WHAT THE EXERCISE ASKS:
Repeat the listing below word for word, without changing a single character.

TASK DATA:
====================

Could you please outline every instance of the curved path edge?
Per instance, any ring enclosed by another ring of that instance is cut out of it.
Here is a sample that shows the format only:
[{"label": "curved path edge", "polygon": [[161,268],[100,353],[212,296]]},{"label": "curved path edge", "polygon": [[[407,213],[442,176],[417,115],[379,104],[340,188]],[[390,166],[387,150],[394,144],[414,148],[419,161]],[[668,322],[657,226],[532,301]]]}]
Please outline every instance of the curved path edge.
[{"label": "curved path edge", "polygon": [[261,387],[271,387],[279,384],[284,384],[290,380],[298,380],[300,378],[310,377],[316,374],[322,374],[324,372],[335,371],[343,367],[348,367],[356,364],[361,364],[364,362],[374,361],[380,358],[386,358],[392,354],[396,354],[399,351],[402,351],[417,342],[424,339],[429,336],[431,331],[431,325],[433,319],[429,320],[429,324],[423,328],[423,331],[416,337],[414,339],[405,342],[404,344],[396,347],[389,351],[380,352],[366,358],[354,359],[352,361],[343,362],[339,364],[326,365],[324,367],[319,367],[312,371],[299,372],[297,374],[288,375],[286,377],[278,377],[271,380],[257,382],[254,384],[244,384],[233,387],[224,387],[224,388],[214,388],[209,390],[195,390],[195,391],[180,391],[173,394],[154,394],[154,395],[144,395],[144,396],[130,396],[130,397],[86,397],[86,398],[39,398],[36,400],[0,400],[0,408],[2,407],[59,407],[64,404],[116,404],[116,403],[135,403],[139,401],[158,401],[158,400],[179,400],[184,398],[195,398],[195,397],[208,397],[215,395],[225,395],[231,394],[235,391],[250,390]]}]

====================

REPLY TO THE TASK:
Could you please outline every instance of the curved path edge?
Per instance, any ring enclosed by another ring of that instance is cut out of it.
Here is a sample that shows the format only:
[{"label": "curved path edge", "polygon": [[161,268],[100,353],[212,296]]},{"label": "curved path edge", "polygon": [[[407,213],[442,176],[417,115],[379,104],[340,188]],[[390,166],[387,150],[394,144],[414,148],[419,161]],[[668,322],[657,226],[532,301]]]}]
Please outline every instance of the curved path edge.
[{"label": "curved path edge", "polygon": [[261,387],[271,387],[279,384],[284,384],[290,380],[298,380],[300,378],[310,377],[316,374],[322,374],[324,372],[335,371],[343,367],[348,367],[356,364],[361,364],[364,362],[374,361],[380,358],[386,358],[392,354],[396,354],[399,351],[402,351],[417,342],[424,339],[429,336],[431,331],[431,325],[433,319],[429,320],[429,324],[423,328],[423,331],[416,337],[414,339],[405,342],[404,344],[396,347],[389,351],[380,352],[366,358],[354,359],[352,361],[343,362],[339,364],[326,365],[324,367],[319,367],[312,371],[299,372],[297,374],[288,375],[286,377],[278,377],[271,380],[257,382],[254,384],[244,384],[233,387],[224,387],[224,388],[214,388],[209,390],[195,390],[195,391],[180,391],[173,394],[154,394],[154,395],[144,395],[144,396],[130,396],[130,397],[86,397],[86,398],[39,398],[36,400],[0,400],[0,408],[2,407],[59,407],[64,404],[116,404],[116,403],[135,403],[139,401],[158,401],[158,400],[179,400],[184,398],[195,398],[195,397],[208,397],[215,395],[225,395],[231,394],[235,391],[250,390]]}]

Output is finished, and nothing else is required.